Supplied entries:
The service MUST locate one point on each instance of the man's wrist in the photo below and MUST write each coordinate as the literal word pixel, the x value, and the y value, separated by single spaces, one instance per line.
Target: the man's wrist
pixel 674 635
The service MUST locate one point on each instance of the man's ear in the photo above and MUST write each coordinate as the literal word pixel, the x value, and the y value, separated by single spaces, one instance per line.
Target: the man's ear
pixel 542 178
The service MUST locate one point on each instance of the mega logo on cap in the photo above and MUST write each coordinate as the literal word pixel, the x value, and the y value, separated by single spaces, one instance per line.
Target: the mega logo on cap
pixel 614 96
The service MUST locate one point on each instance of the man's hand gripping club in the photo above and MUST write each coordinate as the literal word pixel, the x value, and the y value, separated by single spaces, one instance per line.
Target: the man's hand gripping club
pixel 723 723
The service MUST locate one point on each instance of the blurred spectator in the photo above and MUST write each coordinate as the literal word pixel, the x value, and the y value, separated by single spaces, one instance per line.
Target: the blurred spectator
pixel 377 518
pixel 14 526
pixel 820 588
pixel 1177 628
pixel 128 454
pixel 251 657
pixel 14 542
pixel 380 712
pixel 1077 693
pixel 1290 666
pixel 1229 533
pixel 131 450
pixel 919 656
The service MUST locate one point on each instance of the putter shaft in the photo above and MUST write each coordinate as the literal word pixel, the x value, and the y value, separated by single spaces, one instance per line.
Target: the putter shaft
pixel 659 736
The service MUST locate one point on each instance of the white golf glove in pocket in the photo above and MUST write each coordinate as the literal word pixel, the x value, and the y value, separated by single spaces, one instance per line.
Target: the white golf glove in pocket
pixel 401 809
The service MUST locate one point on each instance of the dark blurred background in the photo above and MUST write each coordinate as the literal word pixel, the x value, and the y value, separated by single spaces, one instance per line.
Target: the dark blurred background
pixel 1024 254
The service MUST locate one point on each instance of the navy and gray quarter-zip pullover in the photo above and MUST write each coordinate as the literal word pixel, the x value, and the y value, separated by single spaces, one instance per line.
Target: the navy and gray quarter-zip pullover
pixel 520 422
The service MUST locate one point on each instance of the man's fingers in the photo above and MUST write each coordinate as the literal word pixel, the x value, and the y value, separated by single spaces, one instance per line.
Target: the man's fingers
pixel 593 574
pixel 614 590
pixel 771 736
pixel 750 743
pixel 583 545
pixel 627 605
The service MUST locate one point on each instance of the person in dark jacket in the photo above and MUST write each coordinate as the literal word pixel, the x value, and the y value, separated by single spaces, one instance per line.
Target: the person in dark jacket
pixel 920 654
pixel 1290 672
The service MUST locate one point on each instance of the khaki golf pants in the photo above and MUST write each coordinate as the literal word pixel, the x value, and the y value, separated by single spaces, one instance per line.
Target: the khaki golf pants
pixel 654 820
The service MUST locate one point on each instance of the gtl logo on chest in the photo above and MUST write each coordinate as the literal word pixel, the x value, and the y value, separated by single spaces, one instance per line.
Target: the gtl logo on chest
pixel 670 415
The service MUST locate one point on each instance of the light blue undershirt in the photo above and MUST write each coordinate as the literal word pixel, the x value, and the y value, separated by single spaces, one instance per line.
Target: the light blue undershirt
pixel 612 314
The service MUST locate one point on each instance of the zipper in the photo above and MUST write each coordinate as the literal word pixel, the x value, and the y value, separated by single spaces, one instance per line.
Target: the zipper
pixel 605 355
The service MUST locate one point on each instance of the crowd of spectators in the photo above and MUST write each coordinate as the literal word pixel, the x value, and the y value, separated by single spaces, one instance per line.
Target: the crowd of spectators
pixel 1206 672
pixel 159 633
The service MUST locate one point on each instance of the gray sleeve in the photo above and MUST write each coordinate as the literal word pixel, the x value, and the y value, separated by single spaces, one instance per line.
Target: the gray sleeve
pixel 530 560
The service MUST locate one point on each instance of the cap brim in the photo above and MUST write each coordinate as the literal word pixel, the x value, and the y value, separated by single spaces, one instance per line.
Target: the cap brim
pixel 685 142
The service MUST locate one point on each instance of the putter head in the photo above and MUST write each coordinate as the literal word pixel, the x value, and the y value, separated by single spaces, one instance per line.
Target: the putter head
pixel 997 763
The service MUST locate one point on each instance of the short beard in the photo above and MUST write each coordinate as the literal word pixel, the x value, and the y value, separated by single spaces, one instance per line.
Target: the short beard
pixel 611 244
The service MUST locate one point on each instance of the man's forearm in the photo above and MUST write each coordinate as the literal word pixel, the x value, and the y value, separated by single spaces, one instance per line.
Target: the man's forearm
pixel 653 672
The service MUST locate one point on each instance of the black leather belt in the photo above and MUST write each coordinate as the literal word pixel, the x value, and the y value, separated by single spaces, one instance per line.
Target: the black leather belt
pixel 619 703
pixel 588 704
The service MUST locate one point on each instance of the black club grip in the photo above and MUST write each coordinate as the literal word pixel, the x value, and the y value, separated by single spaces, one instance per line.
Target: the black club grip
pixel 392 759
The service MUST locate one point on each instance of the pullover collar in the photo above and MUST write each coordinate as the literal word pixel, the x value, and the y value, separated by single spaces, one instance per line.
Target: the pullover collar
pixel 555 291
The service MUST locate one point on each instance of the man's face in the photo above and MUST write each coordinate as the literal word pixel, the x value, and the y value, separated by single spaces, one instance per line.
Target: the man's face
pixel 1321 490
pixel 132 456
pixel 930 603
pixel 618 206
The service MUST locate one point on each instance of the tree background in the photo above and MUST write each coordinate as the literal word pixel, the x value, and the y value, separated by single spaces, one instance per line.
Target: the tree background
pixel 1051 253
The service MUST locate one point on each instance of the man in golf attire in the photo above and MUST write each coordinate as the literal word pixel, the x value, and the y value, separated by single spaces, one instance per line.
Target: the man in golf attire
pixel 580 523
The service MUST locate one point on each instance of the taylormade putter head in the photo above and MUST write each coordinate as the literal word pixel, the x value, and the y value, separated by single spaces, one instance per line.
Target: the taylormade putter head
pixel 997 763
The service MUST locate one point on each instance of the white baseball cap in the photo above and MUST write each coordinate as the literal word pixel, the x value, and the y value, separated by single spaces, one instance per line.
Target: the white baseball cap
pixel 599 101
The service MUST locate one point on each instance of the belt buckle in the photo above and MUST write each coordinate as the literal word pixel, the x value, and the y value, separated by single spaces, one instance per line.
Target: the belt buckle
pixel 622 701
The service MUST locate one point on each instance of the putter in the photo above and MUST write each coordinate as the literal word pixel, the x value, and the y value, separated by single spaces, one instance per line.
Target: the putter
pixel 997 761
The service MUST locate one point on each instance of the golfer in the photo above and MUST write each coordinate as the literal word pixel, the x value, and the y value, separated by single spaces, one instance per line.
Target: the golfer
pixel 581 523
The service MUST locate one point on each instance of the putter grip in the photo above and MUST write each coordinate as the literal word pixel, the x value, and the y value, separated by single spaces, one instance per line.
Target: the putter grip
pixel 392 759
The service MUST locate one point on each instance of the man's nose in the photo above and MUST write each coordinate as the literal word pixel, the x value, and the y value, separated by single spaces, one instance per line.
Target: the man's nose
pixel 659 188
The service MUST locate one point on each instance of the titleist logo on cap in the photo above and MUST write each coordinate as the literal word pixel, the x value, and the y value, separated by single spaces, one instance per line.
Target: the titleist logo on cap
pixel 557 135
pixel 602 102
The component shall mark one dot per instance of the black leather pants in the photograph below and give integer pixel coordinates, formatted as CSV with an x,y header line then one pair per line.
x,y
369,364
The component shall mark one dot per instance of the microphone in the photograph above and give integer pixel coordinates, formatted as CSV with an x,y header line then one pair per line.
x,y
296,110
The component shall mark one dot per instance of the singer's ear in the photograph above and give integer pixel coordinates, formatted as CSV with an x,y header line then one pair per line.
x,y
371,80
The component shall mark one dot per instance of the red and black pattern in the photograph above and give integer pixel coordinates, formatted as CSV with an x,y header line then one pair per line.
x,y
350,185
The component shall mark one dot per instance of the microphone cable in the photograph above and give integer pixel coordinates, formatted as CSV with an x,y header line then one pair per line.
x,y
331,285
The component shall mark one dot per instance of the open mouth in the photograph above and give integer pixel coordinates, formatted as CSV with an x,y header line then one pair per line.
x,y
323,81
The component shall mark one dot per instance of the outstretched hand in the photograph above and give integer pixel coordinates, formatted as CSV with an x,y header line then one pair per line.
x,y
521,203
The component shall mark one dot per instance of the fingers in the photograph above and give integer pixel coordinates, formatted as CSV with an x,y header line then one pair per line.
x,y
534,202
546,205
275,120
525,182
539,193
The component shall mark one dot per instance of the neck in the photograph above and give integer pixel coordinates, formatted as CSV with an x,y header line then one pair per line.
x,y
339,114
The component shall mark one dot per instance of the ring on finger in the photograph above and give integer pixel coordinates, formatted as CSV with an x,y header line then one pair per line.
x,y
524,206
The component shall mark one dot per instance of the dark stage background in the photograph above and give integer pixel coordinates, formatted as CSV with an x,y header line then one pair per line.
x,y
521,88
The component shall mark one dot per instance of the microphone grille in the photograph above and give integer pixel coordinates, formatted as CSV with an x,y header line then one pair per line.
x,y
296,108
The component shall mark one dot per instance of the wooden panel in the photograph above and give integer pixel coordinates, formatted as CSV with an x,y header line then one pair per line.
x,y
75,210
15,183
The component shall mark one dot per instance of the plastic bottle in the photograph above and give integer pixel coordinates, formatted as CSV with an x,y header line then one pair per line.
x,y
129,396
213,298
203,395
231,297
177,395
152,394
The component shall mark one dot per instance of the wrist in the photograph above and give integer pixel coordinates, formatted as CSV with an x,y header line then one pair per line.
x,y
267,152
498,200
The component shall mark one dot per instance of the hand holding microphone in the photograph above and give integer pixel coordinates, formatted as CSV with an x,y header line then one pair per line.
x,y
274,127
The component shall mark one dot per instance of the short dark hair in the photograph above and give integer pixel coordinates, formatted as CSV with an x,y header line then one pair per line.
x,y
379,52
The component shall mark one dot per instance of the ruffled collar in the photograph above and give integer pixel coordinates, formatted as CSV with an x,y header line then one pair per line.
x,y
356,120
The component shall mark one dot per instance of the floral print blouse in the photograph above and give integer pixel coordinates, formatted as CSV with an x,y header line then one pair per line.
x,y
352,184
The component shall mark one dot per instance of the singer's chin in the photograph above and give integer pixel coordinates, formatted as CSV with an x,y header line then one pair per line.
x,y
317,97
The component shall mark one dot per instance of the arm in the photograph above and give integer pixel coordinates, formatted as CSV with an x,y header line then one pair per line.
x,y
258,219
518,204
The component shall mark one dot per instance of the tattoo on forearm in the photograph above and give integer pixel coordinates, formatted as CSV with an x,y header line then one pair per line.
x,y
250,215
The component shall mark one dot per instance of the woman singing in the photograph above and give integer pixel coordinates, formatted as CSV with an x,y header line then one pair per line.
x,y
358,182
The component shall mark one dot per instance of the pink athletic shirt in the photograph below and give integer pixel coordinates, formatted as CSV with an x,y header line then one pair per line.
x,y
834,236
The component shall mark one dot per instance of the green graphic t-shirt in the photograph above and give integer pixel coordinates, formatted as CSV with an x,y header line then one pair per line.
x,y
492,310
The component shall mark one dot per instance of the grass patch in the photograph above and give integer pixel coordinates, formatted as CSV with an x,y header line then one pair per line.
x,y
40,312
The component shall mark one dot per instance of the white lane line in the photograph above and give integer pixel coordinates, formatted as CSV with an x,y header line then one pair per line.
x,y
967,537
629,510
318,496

Task objective: Only those lines running from the one containing "The component shall mark one dot per instance of the green" through the last line of the data above are to be copied, exactly, with both ends included.

Reply:
The component shall mark one dot per instance of the green graphic t-shirt in the photograph above and give integer pixel coordinates, formatted as CSV with an x,y header line then one pair per line.
x,y
492,310
The component shall mark one dot per instance of the grass patch in the photograph above and give integer pixel coordinates, formatted as CSV with an x,y header line then one pair per line.
x,y
40,312
The component shall mark one dot per instance of the white lane line in the photograph above and give integer pixel coordinates, formatted as CSV with an x,y header line then one pair per line.
x,y
967,537
629,510
318,496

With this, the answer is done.